> Texto fuente:
Influyeron asimismo para dar lugar a ese estado incierto de
las cosas nacionales, la rebelión cristera, los excesos radicales de
algunos gobernadores y los atropellos preliminares de las
elecciones presidenciales anunciadas para el final de 1928.
Agregóse a todos esos motivos el carácter indoctrinado del
presidente Portes Gil, quien sin los conocimientos y experiencias
del mando y gobierno de una Nación, en vez de
suavizar las asperezas políticas que ensombrecían el horizonte
patrio, y de hacer esplendente la vocación creadora de México,
para tener siempre la capacidad de vencer las cuestiones
accesorias, procedió a incitaciones de lucha. Demasiado amaba
Portes Gil el espíritu combativo del político, para comprender
que un Presidente estaba obligado a dejar los apetitos o deseos
de batalla a las puertas del Palacio Nacional.
Verdad es, sin embargo, que al llegar a la función
presidencial, Portes Gil halló un ambiente de agravios e
incitaciones que no era posible corregir en el acto. Las manifestaciones,
ardimientos y encuentros populares poseían, en
efecto, tan grande carta de naturalización en tales días, que
sobre todas las cosas dominaba el alma de la violencia, como si
el país estuviese condenado a vivir en tal violencia. Tan
impregnados estaban el alma y suelo de México de inquietudes,
que la gente dejó de esperar los bienes, para resignarse a
soportar los males.

> Información proporcionada:

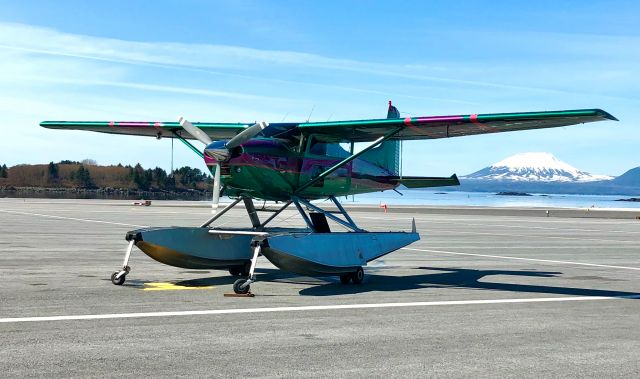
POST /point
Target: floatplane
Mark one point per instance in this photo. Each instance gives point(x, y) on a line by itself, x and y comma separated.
point(296, 163)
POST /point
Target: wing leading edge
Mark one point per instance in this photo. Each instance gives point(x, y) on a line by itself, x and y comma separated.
point(412, 128)
point(434, 127)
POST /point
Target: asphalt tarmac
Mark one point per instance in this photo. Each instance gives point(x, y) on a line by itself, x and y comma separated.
point(484, 294)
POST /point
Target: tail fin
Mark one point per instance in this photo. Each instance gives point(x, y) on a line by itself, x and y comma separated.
point(387, 155)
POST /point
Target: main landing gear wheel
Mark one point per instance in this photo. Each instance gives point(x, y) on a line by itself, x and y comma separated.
point(237, 287)
point(358, 276)
point(118, 281)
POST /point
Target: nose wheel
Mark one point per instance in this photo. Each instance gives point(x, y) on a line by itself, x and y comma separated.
point(118, 278)
point(242, 286)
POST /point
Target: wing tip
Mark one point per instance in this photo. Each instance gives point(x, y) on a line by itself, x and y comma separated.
point(606, 115)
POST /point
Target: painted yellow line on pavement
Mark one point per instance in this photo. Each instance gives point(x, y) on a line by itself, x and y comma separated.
point(172, 287)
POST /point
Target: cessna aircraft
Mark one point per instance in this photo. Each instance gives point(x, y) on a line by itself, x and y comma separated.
point(295, 163)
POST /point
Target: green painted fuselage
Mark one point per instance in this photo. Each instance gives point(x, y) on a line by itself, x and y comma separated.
point(271, 170)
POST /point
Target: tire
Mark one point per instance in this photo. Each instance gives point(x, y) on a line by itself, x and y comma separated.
point(118, 281)
point(238, 289)
point(358, 276)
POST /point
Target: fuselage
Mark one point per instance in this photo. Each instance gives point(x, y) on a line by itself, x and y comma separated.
point(272, 170)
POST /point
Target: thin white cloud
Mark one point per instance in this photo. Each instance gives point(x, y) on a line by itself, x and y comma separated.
point(240, 61)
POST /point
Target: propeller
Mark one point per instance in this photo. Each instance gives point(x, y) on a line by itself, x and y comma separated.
point(221, 152)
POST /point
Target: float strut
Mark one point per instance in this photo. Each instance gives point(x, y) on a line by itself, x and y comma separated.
point(125, 264)
point(252, 276)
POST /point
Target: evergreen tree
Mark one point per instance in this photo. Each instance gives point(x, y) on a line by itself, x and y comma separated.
point(83, 178)
point(52, 172)
point(140, 178)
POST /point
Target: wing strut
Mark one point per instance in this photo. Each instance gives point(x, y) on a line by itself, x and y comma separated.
point(189, 145)
point(343, 162)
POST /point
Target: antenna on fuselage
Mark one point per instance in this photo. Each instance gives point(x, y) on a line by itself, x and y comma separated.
point(310, 113)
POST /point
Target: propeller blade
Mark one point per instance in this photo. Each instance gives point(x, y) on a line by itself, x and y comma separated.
point(246, 135)
point(195, 132)
point(216, 189)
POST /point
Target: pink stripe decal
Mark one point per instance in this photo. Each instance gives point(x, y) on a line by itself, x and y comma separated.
point(474, 120)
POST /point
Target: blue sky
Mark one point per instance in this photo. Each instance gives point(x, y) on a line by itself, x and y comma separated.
point(256, 60)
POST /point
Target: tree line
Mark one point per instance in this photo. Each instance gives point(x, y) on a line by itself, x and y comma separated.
point(87, 174)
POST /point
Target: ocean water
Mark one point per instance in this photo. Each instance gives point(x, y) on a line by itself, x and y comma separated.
point(488, 199)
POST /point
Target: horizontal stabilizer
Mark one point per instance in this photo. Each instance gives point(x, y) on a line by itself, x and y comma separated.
point(425, 182)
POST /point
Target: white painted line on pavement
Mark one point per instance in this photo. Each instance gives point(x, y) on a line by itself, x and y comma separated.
point(520, 258)
point(309, 308)
point(71, 218)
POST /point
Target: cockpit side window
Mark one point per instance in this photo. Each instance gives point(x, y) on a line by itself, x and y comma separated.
point(332, 149)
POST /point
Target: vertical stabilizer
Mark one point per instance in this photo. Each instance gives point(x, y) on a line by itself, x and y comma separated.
point(387, 155)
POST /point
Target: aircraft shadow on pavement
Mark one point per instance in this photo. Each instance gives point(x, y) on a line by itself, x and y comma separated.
point(457, 278)
point(262, 274)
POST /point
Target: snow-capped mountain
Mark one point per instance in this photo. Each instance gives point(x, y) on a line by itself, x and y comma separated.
point(534, 167)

> Trabajo requerido:
1. Indica si cada afirmación concuerda con el texto sobre Portes Gil, respondiendo sí o no y citando textualmente las palabras del texto que lo deciden: (a) la rebelión cristera contribuyó al estado incierto de las cosas nacionales; (b) Portes Gil llegó a la presidencia con amplia experiencia en el gobierno de una nación; (c) Portes Gil pudo corregir de inmediato el ambiente de agravios que encontró.
2. Escribe la continuación del texto sobre Portes Gil a partir de su última oración.
El listado no hace falta para resolver nada.

> Respuestas por tarea:
1.
(a) Sí: «Influyeron asimismo para dar lugar a ese estado incierto de las cosas nacionales, la rebelión cristera».
(b) No: «sin los conocimientos y experiencias del mando y gobierno de una Nación».
(c) No: «halló un ambiente de agravios e incitaciones que no era posible corregir en el acto».

2.
A acrecentar esa atmósfera tensa, cargada de amenazantes
vapores contribuyó el jurado (2 de noviembre, 1928) de José de
León Toral; pues el proceso que sólo se refería a un vulgar
criminal, fue convertido en tribuna política desde la cual se
procuró soliviantar los ánimos populares contra un partido
conservador que en la realidad no existía, pero al que se hacia
mención como punto de apoyo para los intereses oficialistas,
que pretendían probar, en justo celo de partido, las intrusiones
del clero en la vida política de México.
Ahora bien: tanto fue el abuso que se hizo de ese propósito
oficial, que el procurador general de justicia Ezequiel Padilla, se
excedió, en medio de su oratoria elocuente y grata al Estado, en
sus pedimientos contra el asesino, como si Toral hubiese
poseído doble vida para pagar su crimen, que no sólo costó la
vida a un hombre, sino que también causó desdoro universal,
aunque momentáneo, a la patria mexicana.
El proceso a Toral, pues, en el que se usaron palabras
innecesarias, puesto que el asesino, convicto y confeso, no
podía escapar a la pena capital, sirvió para acrecentar los
sentimientos de violencia política, de manera que los adalides de
los partidos Antirreeleccionista y Comunista hicieron también
de las amenazas su propia bandera.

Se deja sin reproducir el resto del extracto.